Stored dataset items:
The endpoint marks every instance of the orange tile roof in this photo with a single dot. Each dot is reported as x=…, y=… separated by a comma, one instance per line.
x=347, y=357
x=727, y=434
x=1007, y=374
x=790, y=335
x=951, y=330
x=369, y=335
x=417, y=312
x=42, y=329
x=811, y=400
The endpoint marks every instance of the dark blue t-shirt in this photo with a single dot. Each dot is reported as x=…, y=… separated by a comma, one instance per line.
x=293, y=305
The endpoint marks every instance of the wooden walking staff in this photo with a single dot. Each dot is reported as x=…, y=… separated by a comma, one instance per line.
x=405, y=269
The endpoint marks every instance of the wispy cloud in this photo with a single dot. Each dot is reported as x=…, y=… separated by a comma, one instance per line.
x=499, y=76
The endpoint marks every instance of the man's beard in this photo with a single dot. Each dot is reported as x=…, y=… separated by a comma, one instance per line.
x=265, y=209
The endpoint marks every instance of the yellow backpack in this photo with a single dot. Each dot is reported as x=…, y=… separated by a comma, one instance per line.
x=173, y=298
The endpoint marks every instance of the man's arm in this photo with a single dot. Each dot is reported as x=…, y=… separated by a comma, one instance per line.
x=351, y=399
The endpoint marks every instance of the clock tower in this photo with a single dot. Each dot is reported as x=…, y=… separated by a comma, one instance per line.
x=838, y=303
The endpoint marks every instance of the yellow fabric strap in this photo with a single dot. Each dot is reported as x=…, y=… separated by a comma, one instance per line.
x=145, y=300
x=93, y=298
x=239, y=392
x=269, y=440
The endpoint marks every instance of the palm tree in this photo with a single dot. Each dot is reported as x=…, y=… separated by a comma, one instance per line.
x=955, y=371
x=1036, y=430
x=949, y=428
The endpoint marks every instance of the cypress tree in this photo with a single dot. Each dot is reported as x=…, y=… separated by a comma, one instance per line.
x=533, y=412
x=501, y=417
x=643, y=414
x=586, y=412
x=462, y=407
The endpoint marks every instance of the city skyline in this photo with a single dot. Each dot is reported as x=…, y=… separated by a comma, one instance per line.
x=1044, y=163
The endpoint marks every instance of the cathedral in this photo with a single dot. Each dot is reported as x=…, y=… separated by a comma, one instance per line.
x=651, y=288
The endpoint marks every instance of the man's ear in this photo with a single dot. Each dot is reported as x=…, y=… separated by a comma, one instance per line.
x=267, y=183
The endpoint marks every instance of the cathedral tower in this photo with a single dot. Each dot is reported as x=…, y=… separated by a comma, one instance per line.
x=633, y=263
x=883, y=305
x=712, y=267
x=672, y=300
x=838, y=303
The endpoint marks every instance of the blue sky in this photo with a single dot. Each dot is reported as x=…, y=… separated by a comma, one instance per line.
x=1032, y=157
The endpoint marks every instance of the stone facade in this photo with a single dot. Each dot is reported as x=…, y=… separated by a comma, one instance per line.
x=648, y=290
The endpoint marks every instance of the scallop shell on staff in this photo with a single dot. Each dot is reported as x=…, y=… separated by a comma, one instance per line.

--

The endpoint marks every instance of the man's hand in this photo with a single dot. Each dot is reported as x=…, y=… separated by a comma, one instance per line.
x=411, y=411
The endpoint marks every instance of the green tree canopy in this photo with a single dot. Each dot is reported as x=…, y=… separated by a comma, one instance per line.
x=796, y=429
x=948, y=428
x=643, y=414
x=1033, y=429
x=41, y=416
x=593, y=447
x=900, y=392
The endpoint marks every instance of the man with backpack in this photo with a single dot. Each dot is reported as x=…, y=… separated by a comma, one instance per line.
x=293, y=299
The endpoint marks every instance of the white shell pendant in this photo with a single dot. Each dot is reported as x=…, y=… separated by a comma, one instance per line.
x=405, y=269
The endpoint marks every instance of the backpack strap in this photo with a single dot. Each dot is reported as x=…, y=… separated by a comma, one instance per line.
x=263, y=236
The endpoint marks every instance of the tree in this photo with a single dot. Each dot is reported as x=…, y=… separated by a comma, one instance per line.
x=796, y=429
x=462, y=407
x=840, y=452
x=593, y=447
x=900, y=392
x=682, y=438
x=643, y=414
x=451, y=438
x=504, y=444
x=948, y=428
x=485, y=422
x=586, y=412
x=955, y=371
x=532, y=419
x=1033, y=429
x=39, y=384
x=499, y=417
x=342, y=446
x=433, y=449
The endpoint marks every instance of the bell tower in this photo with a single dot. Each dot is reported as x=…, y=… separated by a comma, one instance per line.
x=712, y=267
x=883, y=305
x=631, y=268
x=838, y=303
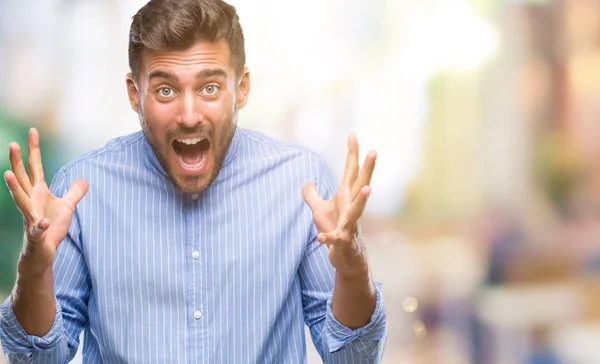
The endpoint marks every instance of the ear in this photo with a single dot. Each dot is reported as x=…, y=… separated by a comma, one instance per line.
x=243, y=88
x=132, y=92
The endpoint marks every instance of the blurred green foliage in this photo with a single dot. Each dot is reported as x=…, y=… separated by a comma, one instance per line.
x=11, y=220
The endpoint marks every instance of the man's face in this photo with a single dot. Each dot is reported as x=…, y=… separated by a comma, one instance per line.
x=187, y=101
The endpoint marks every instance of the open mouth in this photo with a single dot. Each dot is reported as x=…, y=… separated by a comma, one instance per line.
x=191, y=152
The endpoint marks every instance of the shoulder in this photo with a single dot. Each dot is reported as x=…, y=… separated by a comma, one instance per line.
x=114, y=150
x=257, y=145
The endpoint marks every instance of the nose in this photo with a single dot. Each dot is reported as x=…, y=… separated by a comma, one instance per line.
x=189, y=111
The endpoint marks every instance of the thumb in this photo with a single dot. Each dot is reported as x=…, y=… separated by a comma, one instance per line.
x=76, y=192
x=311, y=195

Instructions to follow: Working from the data above, extract solely the lines from the one containing "The endpoint marks every instance of the stone" through the one containing "The endpoint marks every instance of the scallop", exactly as they appear, both included.

Answer space:
The endpoint marks every instance of the stone facade in this photo with a single dot. Each dot is reported as x=…, y=… separated by a comma, one instance per line.
x=648, y=290
The endpoint marks every instance of the scallop shell on staff in this photo with a single dot. Each dot is reported as x=…, y=… separated by a comma, one instance per line.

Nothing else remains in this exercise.